Source records:
----------
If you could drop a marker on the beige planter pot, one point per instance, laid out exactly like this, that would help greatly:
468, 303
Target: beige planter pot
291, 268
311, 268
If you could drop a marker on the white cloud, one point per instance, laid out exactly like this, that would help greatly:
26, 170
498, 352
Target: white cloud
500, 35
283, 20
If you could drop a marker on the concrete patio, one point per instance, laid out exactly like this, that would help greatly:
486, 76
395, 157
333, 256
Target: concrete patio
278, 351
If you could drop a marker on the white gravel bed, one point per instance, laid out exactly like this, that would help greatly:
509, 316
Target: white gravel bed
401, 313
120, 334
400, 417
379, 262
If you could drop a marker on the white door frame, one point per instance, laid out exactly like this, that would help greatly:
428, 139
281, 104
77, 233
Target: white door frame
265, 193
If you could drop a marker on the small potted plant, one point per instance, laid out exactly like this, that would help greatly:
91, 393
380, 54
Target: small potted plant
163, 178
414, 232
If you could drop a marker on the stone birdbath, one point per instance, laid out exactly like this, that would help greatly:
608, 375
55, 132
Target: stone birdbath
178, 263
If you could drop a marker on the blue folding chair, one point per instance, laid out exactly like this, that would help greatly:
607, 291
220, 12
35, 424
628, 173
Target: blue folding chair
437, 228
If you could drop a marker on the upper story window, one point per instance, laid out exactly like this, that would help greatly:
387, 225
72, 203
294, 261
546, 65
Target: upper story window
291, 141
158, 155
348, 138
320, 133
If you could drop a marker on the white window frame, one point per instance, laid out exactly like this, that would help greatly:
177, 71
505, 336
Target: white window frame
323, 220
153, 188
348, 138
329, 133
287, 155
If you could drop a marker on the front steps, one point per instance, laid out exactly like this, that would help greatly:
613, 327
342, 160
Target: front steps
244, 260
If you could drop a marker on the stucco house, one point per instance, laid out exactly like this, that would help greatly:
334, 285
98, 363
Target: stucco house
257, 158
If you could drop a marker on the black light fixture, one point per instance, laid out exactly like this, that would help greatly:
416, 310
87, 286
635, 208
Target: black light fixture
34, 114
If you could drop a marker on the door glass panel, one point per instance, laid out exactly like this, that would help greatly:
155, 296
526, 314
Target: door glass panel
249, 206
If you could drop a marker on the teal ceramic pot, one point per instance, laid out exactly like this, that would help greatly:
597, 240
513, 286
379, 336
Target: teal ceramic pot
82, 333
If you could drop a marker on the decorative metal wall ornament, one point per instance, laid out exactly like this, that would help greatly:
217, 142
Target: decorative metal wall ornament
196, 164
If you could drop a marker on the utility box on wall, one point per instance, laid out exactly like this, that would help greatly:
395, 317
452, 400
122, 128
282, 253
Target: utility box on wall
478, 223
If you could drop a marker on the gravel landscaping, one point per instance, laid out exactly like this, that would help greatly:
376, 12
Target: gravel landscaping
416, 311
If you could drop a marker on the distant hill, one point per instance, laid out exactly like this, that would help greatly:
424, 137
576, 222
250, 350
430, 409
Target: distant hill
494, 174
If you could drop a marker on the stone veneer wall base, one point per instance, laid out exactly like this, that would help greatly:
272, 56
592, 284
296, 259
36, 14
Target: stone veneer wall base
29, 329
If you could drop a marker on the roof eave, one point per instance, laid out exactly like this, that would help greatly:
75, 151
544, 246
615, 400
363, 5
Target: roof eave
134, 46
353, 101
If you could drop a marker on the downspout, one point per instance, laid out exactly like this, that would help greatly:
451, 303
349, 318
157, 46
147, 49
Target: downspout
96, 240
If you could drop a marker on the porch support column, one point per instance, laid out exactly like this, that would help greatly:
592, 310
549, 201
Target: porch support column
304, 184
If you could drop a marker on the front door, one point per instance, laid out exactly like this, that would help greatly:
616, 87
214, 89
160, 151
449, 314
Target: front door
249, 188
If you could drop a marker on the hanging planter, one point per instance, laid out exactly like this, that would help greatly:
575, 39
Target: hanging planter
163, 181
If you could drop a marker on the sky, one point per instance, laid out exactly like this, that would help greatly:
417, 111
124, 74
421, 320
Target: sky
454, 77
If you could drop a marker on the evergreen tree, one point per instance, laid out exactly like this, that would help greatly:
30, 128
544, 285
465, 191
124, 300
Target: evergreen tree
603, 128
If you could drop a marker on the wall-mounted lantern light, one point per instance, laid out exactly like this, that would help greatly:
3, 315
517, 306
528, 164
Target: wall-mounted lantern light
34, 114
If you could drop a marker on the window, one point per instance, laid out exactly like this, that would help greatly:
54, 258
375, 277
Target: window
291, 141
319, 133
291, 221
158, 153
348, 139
----------
AIM OF THE EXERCISE>
Can you copy every line of the listing above, without a single change?

ANSWER TO THE PROBLEM>
If you could drop a marker on the beige planter pot, one point per instance, laid out exactly like this, that would help greatly:
468, 303
Target: beige planter pot
291, 268
311, 268
If you could drop a marker on the white cloud, one point per instance, laid out exactly like this, that would help greatly:
26, 170
498, 352
Target: white cloud
500, 35
283, 20
If you could drop a marker on the concrete patio, one point per instance, laid out exactly like this, that would help greatly:
486, 76
395, 157
333, 256
Target: concrete patio
278, 351
If you could drop a marker on the white gravel bed, one point per instance, laid out exactly like this, that would help greatly:
509, 316
Target: white gravel bed
401, 313
120, 334
400, 417
379, 262
If you could drop a marker on the white door frame, one point per instance, laid out exactly like this, that would help greatly:
428, 139
281, 104
77, 233
Target: white door frame
265, 193
If you could drop a marker on the small potted plant, one point per instance, laid out exactly like this, that would help greatly:
91, 393
380, 54
Target: small potted plant
163, 178
414, 232
If you could drop a marker on the stone birdbath, one point per instance, laid out exactly like this, that would help greatly:
608, 375
55, 132
Target: stone birdbath
178, 263
If you could drop a marker on the blue folding chair, one point per instance, laid out exactly like this, that would help greatly:
607, 291
220, 12
35, 424
628, 173
Target: blue folding chair
437, 228
If you could drop a marker on the upper story window, one point per instance, laid out exactly like this, that would help greatly:
387, 225
72, 203
294, 261
546, 65
Target: upper story window
291, 141
158, 155
348, 138
320, 133
If you could drop a marker on the white window frame, one point per instance, laid out exactly like this, that would help greatly:
177, 71
505, 336
Target: white window frame
323, 220
153, 188
348, 138
329, 133
287, 155
If you could drop a marker on the front steps, one point per instance, laid out exactly like this, that would help greatly:
613, 327
342, 160
Target: front steps
244, 260
If you could drop a marker on the stucco house, one point per instance, laid out exactly like this, that would help greatly:
334, 285
98, 363
Target: stucco house
257, 158
If you could drop a marker on the black light fixture, one point per instance, laid out exactly like this, that would help greatly:
416, 310
87, 286
635, 208
Target: black light fixture
34, 114
If you could drop a marker on the door glass panel, one point per instance, laid out exactly like this, that would help greatly:
155, 296
526, 314
Target: door glass panel
249, 206
If you could drop a marker on the teal ceramic pot, one point per instance, laid out exactly like this, that would help greatly:
597, 240
513, 286
379, 336
Target: teal ceramic pot
82, 333
If you could drop a marker on the decorative metal wall ornament, one point per instance, laid out exactly like this, that would help greatly:
217, 142
Target: decorative metal wall ornament
196, 164
If you could drop a marker on the utility box on wall, one point per instance, laid out exactly like this, that would help greatly:
395, 317
452, 400
122, 128
282, 253
Target: utility box on wall
478, 223
If you could drop a marker on the gravel landscaping, one point per instance, laid out exactly like this, that would help greatly:
376, 12
Target: gravel landscaping
416, 311
If you could drop a marker on the distant hill, one point per instance, laid out exactly like this, that would help greatly:
424, 137
576, 222
250, 350
430, 409
Target: distant hill
494, 174
If you could drop a marker on the stone veneer wall base, one point per instance, laid out exactly like this, that would help greatly:
272, 56
592, 284
296, 259
36, 14
Target: stone veneer wall base
29, 329
If you could drop a marker on the roof eave, one point per instance, laid out exactly like this, that would help greatly:
75, 151
544, 246
615, 400
363, 5
Target: roof eave
134, 46
353, 101
If you could drop a marker on the downspout, one point per instance, laid out exactly like this, that would help greatly:
451, 303
349, 318
157, 46
147, 49
Target: downspout
96, 240
If you could drop a marker on the porch support column, one point per instance, laid out exactly like this, that would help greatly:
592, 310
549, 201
Target: porch support column
304, 184
If you could drop a marker on the front door, one point per instance, laid out exactly like this, that would help greatly:
616, 87
214, 89
160, 151
449, 314
Target: front door
249, 188
If you could drop a marker on the hanging planter, one point per instance, laid out exactly like this, that would help greatly:
575, 39
Target: hanging planter
163, 181
If you could drop a marker on the sky, one point per instance, laid out exactly like this, that would help greatly:
417, 111
124, 74
421, 320
Target: sky
454, 77
If you could drop a marker on the evergreen tree, one point per instance, laid out exactly like this, that would help greatly:
30, 128
544, 285
465, 191
124, 300
Target: evergreen tree
603, 128
If you could drop a marker on the wall-mounted lantern light, one point per instance, laid out exactly like this, that would help greatly:
3, 315
517, 306
528, 164
Target: wall-mounted lantern light
34, 114
If you could drop a marker on the window, one point per instance, laid out exactly like this, that would help greatly:
54, 258
375, 277
Target: window
291, 141
319, 133
291, 221
158, 153
348, 139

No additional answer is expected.